# Start of Excerpted records
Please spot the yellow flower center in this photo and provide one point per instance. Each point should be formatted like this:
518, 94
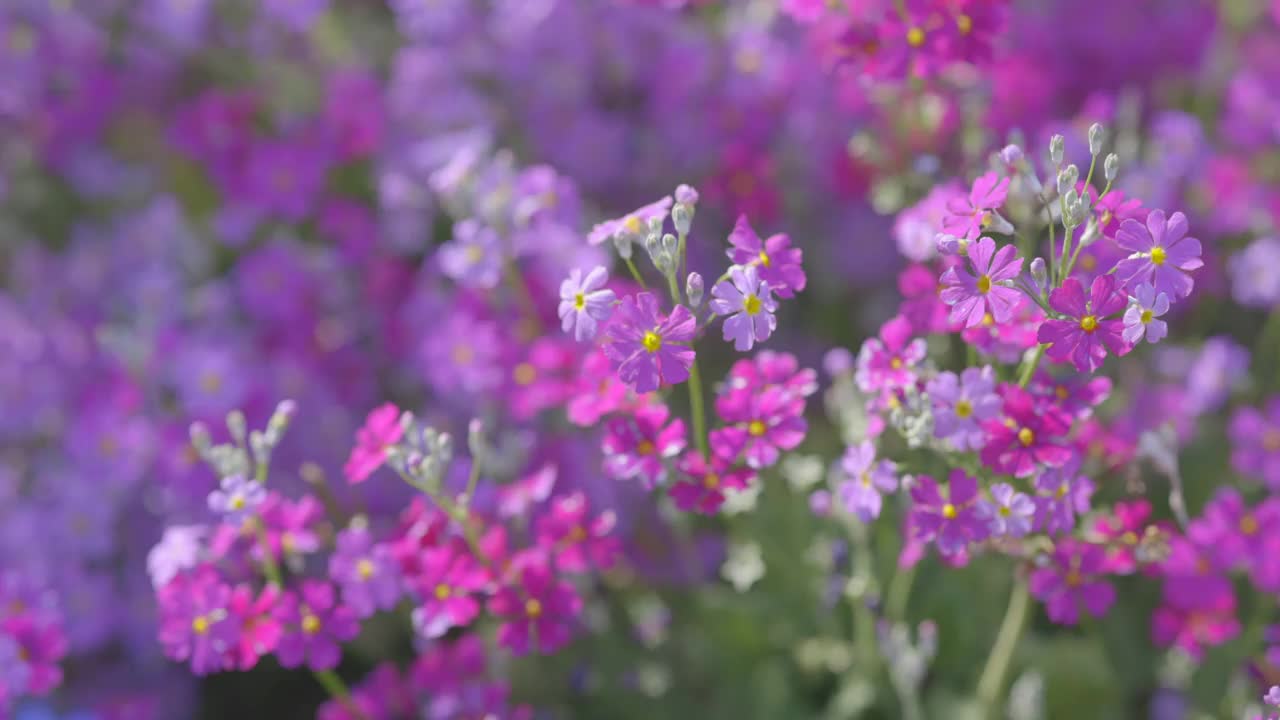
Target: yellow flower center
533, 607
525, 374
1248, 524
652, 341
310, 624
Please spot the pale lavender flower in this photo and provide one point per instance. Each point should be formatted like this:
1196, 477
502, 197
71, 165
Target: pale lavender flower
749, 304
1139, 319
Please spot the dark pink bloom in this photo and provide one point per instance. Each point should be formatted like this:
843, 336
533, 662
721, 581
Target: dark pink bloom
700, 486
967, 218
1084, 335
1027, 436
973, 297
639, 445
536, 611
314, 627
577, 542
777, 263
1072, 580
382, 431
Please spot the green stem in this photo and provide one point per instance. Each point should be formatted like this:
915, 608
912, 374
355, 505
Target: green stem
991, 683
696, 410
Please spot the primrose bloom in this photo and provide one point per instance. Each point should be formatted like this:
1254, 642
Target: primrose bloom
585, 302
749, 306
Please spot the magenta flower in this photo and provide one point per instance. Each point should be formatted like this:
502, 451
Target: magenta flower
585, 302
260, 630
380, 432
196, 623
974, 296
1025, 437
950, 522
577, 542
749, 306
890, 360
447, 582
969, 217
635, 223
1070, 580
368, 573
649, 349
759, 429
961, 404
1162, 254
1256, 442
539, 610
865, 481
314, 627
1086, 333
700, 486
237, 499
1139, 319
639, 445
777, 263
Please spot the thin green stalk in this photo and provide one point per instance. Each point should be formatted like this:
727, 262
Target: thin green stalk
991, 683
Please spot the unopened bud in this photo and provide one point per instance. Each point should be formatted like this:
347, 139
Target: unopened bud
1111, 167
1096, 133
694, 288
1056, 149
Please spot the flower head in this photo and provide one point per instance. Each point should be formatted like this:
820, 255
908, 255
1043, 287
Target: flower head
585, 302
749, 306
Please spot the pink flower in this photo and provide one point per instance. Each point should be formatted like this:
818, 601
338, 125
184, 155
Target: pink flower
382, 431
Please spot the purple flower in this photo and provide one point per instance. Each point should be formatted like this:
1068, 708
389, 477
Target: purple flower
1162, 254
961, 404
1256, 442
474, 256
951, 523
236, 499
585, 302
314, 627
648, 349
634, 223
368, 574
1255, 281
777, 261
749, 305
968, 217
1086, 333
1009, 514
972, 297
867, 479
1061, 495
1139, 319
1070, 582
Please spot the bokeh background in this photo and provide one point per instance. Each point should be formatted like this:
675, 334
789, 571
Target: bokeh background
# End of Excerpted records
Aim of the exercise
Replicate the material above verbatim; images stay out of the copy.

Answer to the exercise
Please spot the yellow flower center in this photo and provide one point per instance. Each point should be formatted like this:
518, 94
Target: yellow flower center
533, 607
525, 374
1248, 524
652, 341
310, 624
Please spot the pale lavender flower in this photo and provide one point per instance. Each point should be formatted like this:
1196, 477
502, 197
71, 165
Target: pale lavender flower
749, 304
1139, 319
Please spot the dark pink bloom in this photo and provide one point per instance. Each point should be formatted like this:
843, 336
533, 662
721, 581
Target: dark pink bloom
700, 486
967, 218
1084, 335
1027, 436
973, 297
639, 445
536, 611
314, 627
577, 542
777, 263
1072, 580
382, 431
Please spot the green stem in this photo and provide one point per instance. Each point should be formatted like this:
915, 608
912, 374
355, 505
Target: green stem
991, 683
696, 410
Please spot the primrose bloom in this photo and provide one point per instance. Each point should be formatted like this:
1254, 642
Target: primrose bloom
585, 302
749, 306
Please spot the magenta flower in this photo and provide one point per instance. Each point should be formatted like this:
502, 451
Target: magenta flower
585, 302
260, 630
380, 432
196, 623
974, 296
1025, 437
950, 522
577, 542
749, 306
890, 360
447, 582
969, 217
635, 223
1070, 580
368, 573
649, 349
759, 429
961, 404
1162, 254
1256, 442
539, 610
865, 481
314, 627
1086, 333
700, 486
237, 499
1139, 319
639, 445
777, 263
Please spot the thin green stalk in this photo and provide one point per instance. Each point should be formatted like this:
727, 262
Target: thin green stalk
991, 683
Please spot the unopened bud in this photo and provide one point per instance. Each point should be formatted like this:
347, 139
Target: unopened bud
1111, 167
1096, 133
694, 288
1056, 149
Please spot the flower head in this photo and provide one point per instance. Each point should be formatted like this:
820, 255
908, 255
1043, 287
Target: flower head
585, 302
749, 306
Please spot the pink flower in this photo and provide one point per instance. Each point should be formatted like this:
818, 601
338, 125
184, 155
Target: pink flower
382, 431
Please spot the purple flower in this photo and provide one point per instance. Each point should be formatted like this:
1068, 708
389, 477
Target: purple flower
1162, 254
961, 404
1256, 442
474, 256
951, 523
236, 499
585, 302
314, 627
648, 349
634, 223
368, 574
1255, 281
777, 261
749, 305
968, 217
1086, 333
1009, 514
972, 297
867, 479
1061, 495
1139, 319
1070, 582
Please spot the bokeh background in this photo and provide one point per instance. Each point should be formatted like this:
675, 334
789, 571
Target: bokeh background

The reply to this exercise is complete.